Exercise:
Write the lines below out exactly, dropping each picture.

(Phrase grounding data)
============================================================
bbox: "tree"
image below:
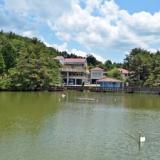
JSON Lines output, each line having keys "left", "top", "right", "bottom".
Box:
{"left": 0, "top": 31, "right": 62, "bottom": 90}
{"left": 8, "top": 46, "right": 61, "bottom": 91}
{"left": 107, "top": 68, "right": 122, "bottom": 79}
{"left": 104, "top": 60, "right": 112, "bottom": 69}
{"left": 124, "top": 48, "right": 160, "bottom": 86}
{"left": 86, "top": 54, "right": 101, "bottom": 66}
{"left": 1, "top": 42, "right": 16, "bottom": 70}
{"left": 0, "top": 52, "right": 5, "bottom": 74}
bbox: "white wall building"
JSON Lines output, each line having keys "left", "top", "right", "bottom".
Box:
{"left": 55, "top": 56, "right": 89, "bottom": 86}
{"left": 90, "top": 67, "right": 104, "bottom": 84}
{"left": 118, "top": 68, "right": 129, "bottom": 80}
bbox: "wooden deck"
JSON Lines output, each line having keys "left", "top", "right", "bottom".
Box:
{"left": 48, "top": 85, "right": 160, "bottom": 95}
{"left": 48, "top": 86, "right": 64, "bottom": 92}
{"left": 125, "top": 87, "right": 160, "bottom": 94}
{"left": 66, "top": 86, "right": 160, "bottom": 94}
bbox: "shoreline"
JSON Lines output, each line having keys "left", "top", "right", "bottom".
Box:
{"left": 0, "top": 86, "right": 160, "bottom": 95}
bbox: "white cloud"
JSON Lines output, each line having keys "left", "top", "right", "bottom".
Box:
{"left": 51, "top": 0, "right": 160, "bottom": 56}
{"left": 45, "top": 42, "right": 105, "bottom": 62}
{"left": 49, "top": 42, "right": 68, "bottom": 52}
{"left": 56, "top": 32, "right": 71, "bottom": 41}
{"left": 22, "top": 31, "right": 35, "bottom": 38}
{"left": 1, "top": 0, "right": 160, "bottom": 62}
{"left": 5, "top": 0, "right": 29, "bottom": 12}
{"left": 85, "top": 0, "right": 102, "bottom": 13}
{"left": 4, "top": 0, "right": 74, "bottom": 17}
============================================================
Solved problem:
bbox: "tree"
image below:
JSON Lines output, each line having keys "left", "top", "right", "bottom".
Box:
{"left": 0, "top": 31, "right": 62, "bottom": 90}
{"left": 8, "top": 46, "right": 61, "bottom": 91}
{"left": 107, "top": 68, "right": 122, "bottom": 79}
{"left": 104, "top": 60, "right": 112, "bottom": 69}
{"left": 124, "top": 48, "right": 160, "bottom": 86}
{"left": 86, "top": 54, "right": 101, "bottom": 66}
{"left": 1, "top": 42, "right": 16, "bottom": 70}
{"left": 0, "top": 52, "right": 5, "bottom": 74}
bbox: "white wall building"
JSON Lines output, each line having keys "left", "top", "right", "bottom".
Box:
{"left": 55, "top": 56, "right": 89, "bottom": 86}
{"left": 90, "top": 67, "right": 104, "bottom": 84}
{"left": 118, "top": 68, "right": 129, "bottom": 80}
bbox: "wooden deck"
JSON Lines output, each line having keys "left", "top", "right", "bottom".
Box:
{"left": 48, "top": 85, "right": 160, "bottom": 95}
{"left": 48, "top": 86, "right": 64, "bottom": 92}
{"left": 125, "top": 87, "right": 160, "bottom": 94}
{"left": 66, "top": 86, "right": 160, "bottom": 94}
bbox: "shoreline"
JSON Lines output, each line having keys "left", "top", "right", "bottom".
Box:
{"left": 0, "top": 86, "right": 160, "bottom": 95}
bbox: "white cloud"
JSON Lines output, each line having keys "left", "top", "right", "bottom".
Box:
{"left": 51, "top": 0, "right": 160, "bottom": 56}
{"left": 45, "top": 42, "right": 105, "bottom": 62}
{"left": 49, "top": 42, "right": 68, "bottom": 52}
{"left": 56, "top": 32, "right": 71, "bottom": 41}
{"left": 22, "top": 31, "right": 35, "bottom": 38}
{"left": 1, "top": 0, "right": 160, "bottom": 62}
{"left": 5, "top": 0, "right": 29, "bottom": 12}
{"left": 85, "top": 0, "right": 102, "bottom": 13}
{"left": 4, "top": 0, "right": 74, "bottom": 17}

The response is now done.